Extracted records:

· · · · · · ·

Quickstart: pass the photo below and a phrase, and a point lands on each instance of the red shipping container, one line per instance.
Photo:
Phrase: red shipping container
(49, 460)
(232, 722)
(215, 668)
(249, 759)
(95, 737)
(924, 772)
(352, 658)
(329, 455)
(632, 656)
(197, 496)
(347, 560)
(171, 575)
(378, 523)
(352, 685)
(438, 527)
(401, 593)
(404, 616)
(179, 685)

· · · · · · ·

* **WHAT IS REQUIRED**
Copy the data once more. Leave nothing out.

* **SOLVED PROBLEM**
Quickstart: pass the photo below and a phrase, and a point lands on each instance of the red shipping container, one line per instance.
Photo:
Phrase: red shipping container
(49, 460)
(232, 722)
(215, 668)
(249, 759)
(95, 737)
(924, 772)
(352, 658)
(329, 455)
(632, 656)
(197, 496)
(347, 560)
(171, 575)
(378, 523)
(352, 685)
(438, 527)
(401, 593)
(404, 616)
(179, 685)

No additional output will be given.